*** SELECTED EXTRACT ***

Temporal and spatial colonization of the light transmission chamber by P. fluorescens HK44 visualized by salicylate-inducible bioluminescence. The first panel shows a view of the chamber under room lighting. Drilled sampling port locations are marked by crosses. The superimposed rectangle defines the region of the chamber shown in each of the subsequent panels. The images have been artificially colorized to clearly show differences in emission intensity (arbitrary LU). The cross superimposed on each image indicates the location of the inoculation port, which is also shown as the uppermost port in the first panel. Digital image processing was carried out using Transform 3.4 (Fortner Software LLC), and processed images were prepared for publication using Photoshop 5.0 (Adobe Systems Inc., San Jose, Calif.).

Chamber preparation.

(i) Sterilization.

*** End of SELECTED EXTRACT ***

INSTRUCTIONS TO FOLLOW
Translate this sentence from the caption on chamber colonization into Spanish: "Drilled sampling port locations are marked by crosses." You don't need any of the items.

*** SUPPLIED MATERIAL ***

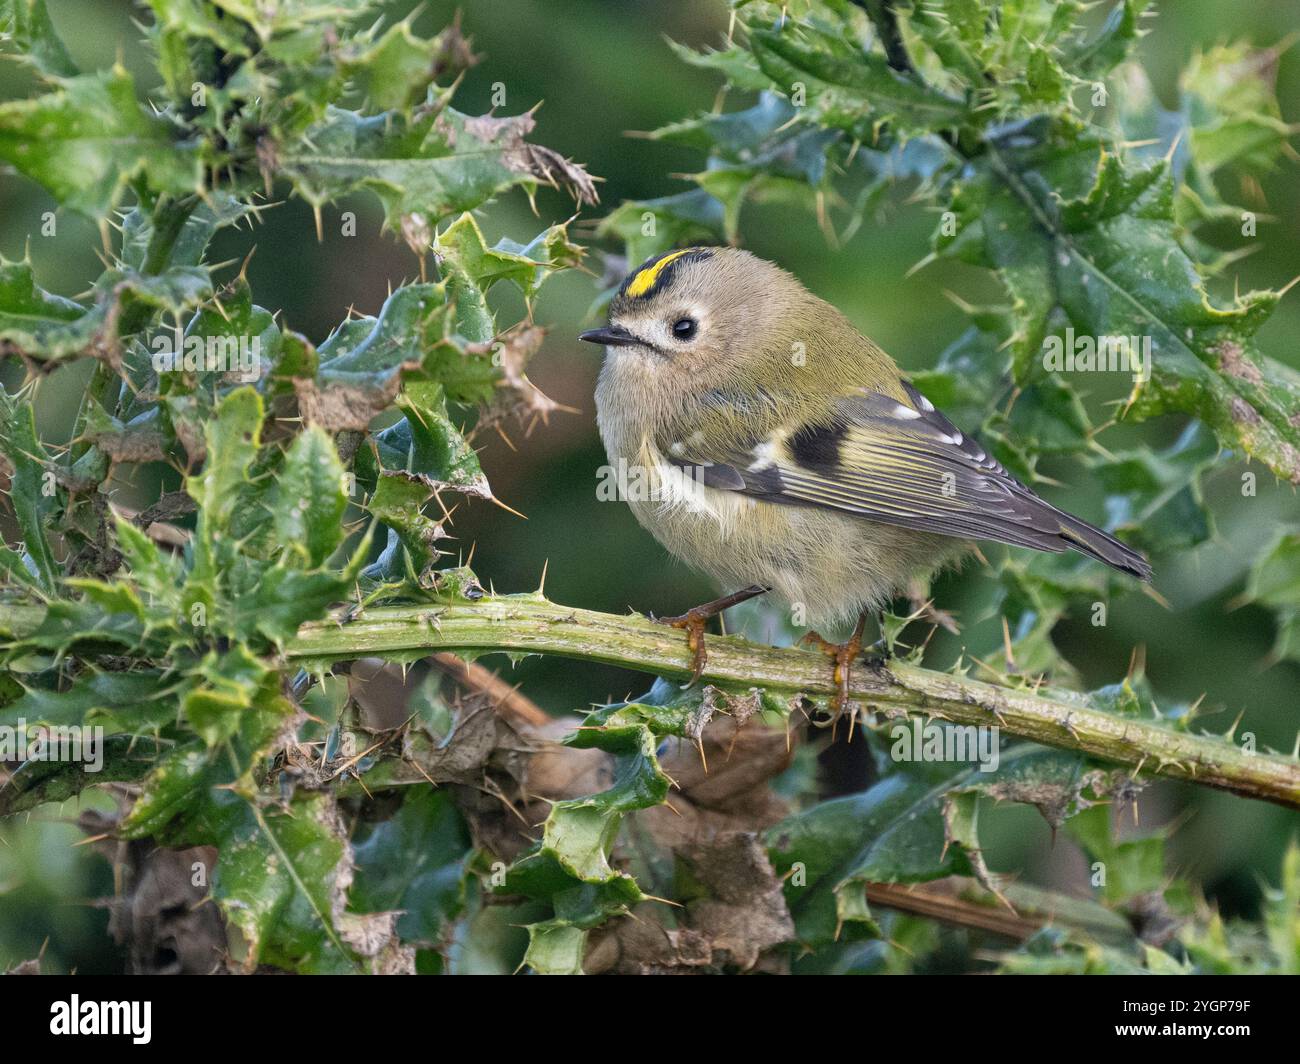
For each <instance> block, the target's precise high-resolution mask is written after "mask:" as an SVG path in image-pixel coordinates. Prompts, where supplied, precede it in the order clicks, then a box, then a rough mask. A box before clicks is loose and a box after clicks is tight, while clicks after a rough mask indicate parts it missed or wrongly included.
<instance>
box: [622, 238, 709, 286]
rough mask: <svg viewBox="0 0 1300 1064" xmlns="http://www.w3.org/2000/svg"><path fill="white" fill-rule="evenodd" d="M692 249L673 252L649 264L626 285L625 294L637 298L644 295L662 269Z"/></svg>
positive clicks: (691, 248)
mask: <svg viewBox="0 0 1300 1064" xmlns="http://www.w3.org/2000/svg"><path fill="white" fill-rule="evenodd" d="M692 250H693V248H689V247H685V248H682V250H681V251H673V252H672V254H671V255H664V256H663V258H662V259H659V260H658V261H654V263H650V265H647V267H646V268H645V269H642V271H641V272H640V273H638V274H637V276H636V277H633V278H632V284H630V285H628V290H627V294H628V295H630V297H633V298H637V297H640V295H645V294H646V293H647V291H650V289H653V287H654V284H655V281H658V280H659V274H660V273H663V268H664V267H666V265H668V263H671V261H672V260H673V259H680V258H681V256H682V255H685V254H688V252H689V251H692Z"/></svg>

*** End of SUPPLIED MATERIAL ***

SOLUTION BELOW
Las ubicaciones de los puertos de muestreo perforados están marcadas con cruces.